> _EXERCISE GOAL_
Retype every one of the records below word for word, changing nothing.
***** DATA SHOWN
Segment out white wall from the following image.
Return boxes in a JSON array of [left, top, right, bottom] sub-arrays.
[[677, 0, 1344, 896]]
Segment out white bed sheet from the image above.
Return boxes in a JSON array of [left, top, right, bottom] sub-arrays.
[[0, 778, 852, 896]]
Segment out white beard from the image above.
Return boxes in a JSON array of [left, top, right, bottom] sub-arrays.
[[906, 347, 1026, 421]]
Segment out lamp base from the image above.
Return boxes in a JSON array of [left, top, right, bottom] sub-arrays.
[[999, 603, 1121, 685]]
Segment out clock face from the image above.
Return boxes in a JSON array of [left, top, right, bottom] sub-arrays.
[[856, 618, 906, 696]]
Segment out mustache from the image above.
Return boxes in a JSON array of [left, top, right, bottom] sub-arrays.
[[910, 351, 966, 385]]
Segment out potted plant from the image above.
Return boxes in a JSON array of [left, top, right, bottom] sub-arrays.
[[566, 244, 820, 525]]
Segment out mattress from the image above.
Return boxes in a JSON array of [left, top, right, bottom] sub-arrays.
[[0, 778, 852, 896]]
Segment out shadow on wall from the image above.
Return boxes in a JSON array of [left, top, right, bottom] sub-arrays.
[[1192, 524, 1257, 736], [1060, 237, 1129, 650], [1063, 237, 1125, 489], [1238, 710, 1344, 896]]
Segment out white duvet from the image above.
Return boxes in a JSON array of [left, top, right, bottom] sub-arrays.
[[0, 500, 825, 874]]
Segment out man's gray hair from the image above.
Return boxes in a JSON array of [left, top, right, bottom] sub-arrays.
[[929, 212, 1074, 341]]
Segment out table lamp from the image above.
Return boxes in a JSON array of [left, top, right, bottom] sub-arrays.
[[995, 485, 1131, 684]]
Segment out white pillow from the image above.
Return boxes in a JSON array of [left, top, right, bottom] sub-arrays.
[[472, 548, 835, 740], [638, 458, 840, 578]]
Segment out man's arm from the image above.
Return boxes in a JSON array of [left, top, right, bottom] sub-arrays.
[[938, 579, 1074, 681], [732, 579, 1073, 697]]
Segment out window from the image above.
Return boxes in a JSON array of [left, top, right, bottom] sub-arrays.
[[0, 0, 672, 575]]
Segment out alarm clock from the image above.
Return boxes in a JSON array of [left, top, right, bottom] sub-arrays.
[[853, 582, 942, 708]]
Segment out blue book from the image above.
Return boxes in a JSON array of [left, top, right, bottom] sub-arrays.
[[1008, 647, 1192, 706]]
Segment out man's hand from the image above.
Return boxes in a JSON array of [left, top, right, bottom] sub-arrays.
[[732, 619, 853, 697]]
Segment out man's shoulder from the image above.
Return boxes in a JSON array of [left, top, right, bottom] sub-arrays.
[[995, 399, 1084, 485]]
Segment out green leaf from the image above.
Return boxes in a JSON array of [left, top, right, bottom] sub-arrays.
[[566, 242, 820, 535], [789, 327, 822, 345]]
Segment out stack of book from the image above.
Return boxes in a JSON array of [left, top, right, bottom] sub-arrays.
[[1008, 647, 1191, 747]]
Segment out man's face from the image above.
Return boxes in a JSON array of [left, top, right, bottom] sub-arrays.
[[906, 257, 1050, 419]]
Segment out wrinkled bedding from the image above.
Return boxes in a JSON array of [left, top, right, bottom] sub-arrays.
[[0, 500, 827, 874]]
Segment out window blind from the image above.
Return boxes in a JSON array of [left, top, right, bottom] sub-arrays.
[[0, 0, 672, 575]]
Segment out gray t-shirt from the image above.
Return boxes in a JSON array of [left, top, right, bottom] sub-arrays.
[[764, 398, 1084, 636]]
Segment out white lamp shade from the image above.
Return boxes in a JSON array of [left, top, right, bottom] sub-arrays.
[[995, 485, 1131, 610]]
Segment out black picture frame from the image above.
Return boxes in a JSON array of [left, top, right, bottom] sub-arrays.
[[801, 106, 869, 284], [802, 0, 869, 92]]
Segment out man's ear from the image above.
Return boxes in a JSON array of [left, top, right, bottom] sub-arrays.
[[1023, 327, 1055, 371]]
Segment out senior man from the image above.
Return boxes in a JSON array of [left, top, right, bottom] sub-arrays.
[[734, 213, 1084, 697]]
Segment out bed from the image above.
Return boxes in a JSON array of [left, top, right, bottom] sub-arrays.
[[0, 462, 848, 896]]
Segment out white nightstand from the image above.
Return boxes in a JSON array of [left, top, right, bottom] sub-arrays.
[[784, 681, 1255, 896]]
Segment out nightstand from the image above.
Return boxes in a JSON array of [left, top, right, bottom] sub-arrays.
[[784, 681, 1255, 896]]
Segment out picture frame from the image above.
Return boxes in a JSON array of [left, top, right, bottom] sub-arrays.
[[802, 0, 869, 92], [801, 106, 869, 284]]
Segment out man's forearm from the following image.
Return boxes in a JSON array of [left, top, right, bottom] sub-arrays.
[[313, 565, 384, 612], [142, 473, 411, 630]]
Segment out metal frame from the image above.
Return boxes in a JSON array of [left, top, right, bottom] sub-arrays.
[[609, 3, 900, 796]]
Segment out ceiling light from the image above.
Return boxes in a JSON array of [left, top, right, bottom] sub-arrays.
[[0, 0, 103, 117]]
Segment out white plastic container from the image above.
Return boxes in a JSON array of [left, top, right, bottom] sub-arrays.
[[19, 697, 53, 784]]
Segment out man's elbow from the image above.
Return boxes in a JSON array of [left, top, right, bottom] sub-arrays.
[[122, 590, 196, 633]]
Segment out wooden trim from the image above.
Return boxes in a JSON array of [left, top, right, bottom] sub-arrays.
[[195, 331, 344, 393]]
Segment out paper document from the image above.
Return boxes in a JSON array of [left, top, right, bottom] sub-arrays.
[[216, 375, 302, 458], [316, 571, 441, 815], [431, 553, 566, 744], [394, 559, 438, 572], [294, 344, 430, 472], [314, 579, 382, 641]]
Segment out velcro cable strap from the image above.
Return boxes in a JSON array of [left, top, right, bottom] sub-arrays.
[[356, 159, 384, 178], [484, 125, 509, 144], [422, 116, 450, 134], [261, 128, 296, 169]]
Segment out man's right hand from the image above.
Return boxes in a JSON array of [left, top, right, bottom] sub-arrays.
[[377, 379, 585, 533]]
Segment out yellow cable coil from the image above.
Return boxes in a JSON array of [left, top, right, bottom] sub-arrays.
**********
> _WORKED SOLUTION_
Segment out white wall from the following image.
Return boxes in a JSON array of [left, top, right, bottom] sub-arrays.
[[677, 0, 1344, 896]]
Segment out white bed sheet from the image above.
Return boxes in a JSON array of [left, top, right, bottom] sub-arrays.
[[0, 778, 852, 896]]
Segment out white beard from the image above.
Return boxes in a JSON array of [left, top, right, bottom] sub-arrays.
[[906, 347, 1026, 421]]
Segment out lamp base from the image above.
Return boxes in a JSON array of [left, top, right, bottom] sub-arrays.
[[999, 603, 1121, 685]]
Segment out clock face from the image above.
Return boxes in a JSON array of [left, top, right, bottom] sub-arrays.
[[856, 618, 906, 696]]
Segment out mustache from the image above.
Return boxes in a JSON array of [left, top, right, bottom] sub-arrays.
[[910, 351, 966, 385]]
Segment out potted plant from the image above.
Return boxes in a JSON array of [left, top, right, bottom] sub-arrays.
[[566, 244, 820, 525]]
Segment out mattress from the image above.
Return boxes in a JSON array of [left, top, right, bottom] sub-arrays.
[[0, 778, 852, 896]]
Segment out shadow on wall from the image above.
Return boxes in a JSON array of [left, top, right, bottom] sub-arrays.
[[1192, 524, 1257, 736], [1060, 237, 1129, 650], [1063, 237, 1125, 489], [1238, 710, 1344, 896]]
Segment out white duvet from the image above.
Return boxes in a JSON array of [left, top, right, bottom] sub-arrays.
[[0, 500, 825, 874]]
Segment out man's gray hair from the image above.
Return boxes in a JSON array of [left, top, right, bottom] sub-arrays.
[[929, 212, 1074, 341]]
Segment out table lamp from the image above.
Return boxes in a JSON array of [left, top, right, bottom] sub-arrays.
[[995, 485, 1131, 684]]
Segment out white pillow from the image above.
Return boxes in a JSON array of [left, top, right, bottom] sub-arrays.
[[472, 548, 835, 740], [638, 458, 840, 578]]
Segment out man's arm from the image above.
Return boxes in a JSON array of [left, top, right, bottom] sub-arrays.
[[938, 579, 1074, 681], [732, 579, 1073, 697]]
Segment out window from the image above.
Return boxes in a JSON array of [left, top, right, bottom] sub-arrays.
[[0, 0, 672, 575]]
Segment out alarm clock from the image above.
Return boxes in a JSON array of [left, top, right, bottom] sub-arrays.
[[853, 582, 942, 708]]
Segment out blue book from the image above.
Return boxes in a JSON array of [left, top, right, bottom] sub-arrays.
[[1008, 647, 1192, 706]]
Segment out man's hand from the image above.
Return boxes in a JSON array of [left, top, right, bottom] sub-arrays.
[[732, 619, 853, 697]]
Segment out man's shoulder from the image above.
Return boxes in a JSON array of [left, top, right, bottom] sub-arrays.
[[995, 399, 1084, 485]]
Segment out green leaf from the image above.
Return boxes in a JSON array of [left, top, right, bottom] sub-arrays.
[[566, 242, 820, 535], [789, 327, 822, 345]]
Segment out stack of book from the image above.
Return boxes in a JSON array of [left, top, right, bottom] sub-arrays.
[[1008, 647, 1191, 747]]
Segment out man's face from the image above.
Return boxes in a JSON array of [left, top, right, bottom] sub-arrays.
[[906, 257, 1050, 419]]
Segment out wrinkled bedding from the image above.
Return boxes in a JSON array of [left, top, right, bottom] sub-arrays.
[[0, 500, 827, 874]]
Segment out window blind from the image above.
Return boxes in a JSON array of [left, top, right, bottom] sub-arrays.
[[0, 0, 672, 575]]
Segment out gray t-shirt from the image above.
Return boxes in a JSON array of [left, top, right, bottom] sub-arrays.
[[764, 398, 1084, 636]]
Segment out white lamp shade from the image above.
Return boxes in a JSON array of [left, top, right, bottom] sub-arrays.
[[995, 485, 1131, 610]]
Segment out black picture frame from the image above.
Return boxes in a JSON array of [left, top, right, bottom] sub-arrays.
[[801, 106, 869, 284], [802, 0, 869, 92]]
Segment out man's ear from the image above.
Return boxes in a JSON array of [left, top, right, bottom] sub-arrays.
[[1023, 327, 1055, 371]]
Segment out senior man from the image above.
Return boxes in a JSON array of [left, top, right, bottom] sub-arrays.
[[734, 213, 1084, 697]]
Segment out bed from the image above.
Return boxes in a JSON array of [left, top, right, bottom] sub-arrays.
[[0, 462, 848, 896]]
Segment out white nightstand from the image above.
Return boxes in a JSON array of [left, top, right, bottom] sub-arrays.
[[784, 681, 1255, 896]]
Segment out nightstand from the image above.
Return boxes in a JSON array of [left, top, right, bottom] sub-arrays.
[[784, 681, 1255, 896]]
Segment out picture frame from the image above.
Return boxes in a JSON array of [left, top, right, bottom] sub-arrays.
[[802, 0, 869, 92], [801, 106, 869, 284]]
Segment out man's forearm from the following image.
Return boxes in a JSON array of [left, top, right, bottom] sub-arrays.
[[313, 565, 384, 612], [142, 473, 411, 630]]
Segment out metal frame from the image above.
Return boxes in a JSON array of [left, top, right, bottom] sub-arrays.
[[609, 3, 900, 796]]
Segment out ceiling light from the image above.
Return boxes in a JSON array of [left, top, right, bottom] sub-arrays.
[[0, 0, 103, 117]]
Segment out white plastic container from the image above.
Return boxes in a JSON array of [left, top, right, bottom] sub-arrays.
[[19, 697, 53, 784]]
Segment out man's elbow from the image above.
Return boxes in a JSON array of [left, top, right, bottom] sub-arrays.
[[122, 590, 196, 633]]
Segment out wooden trim from the image above.
Return boxes in a JSON array of [left, top, right, bottom] sub-arrays.
[[195, 331, 344, 393]]
Segment out paper document from the image above.
Return boxes in a JSON array of [left, top, right, bottom] sub-arrays.
[[216, 375, 302, 458], [316, 571, 441, 815], [431, 553, 566, 744], [394, 559, 438, 572], [294, 344, 430, 472], [314, 579, 382, 641]]
Segment out velcro cable strap from the image above.
Return boxes in a JSON array of [left, top, right, bottom] sub-arrays.
[[356, 159, 384, 178], [484, 125, 509, 144], [422, 116, 450, 134], [261, 128, 296, 169]]
Segment out man's right hand from the image above.
Return boxes in a JSON array of [left, top, right, bottom] sub-arrays.
[[377, 379, 585, 533]]
Segment out yellow cable coil from the image above.
Return boxes in a JSON array of [left, top, right, bottom] sub-arrays.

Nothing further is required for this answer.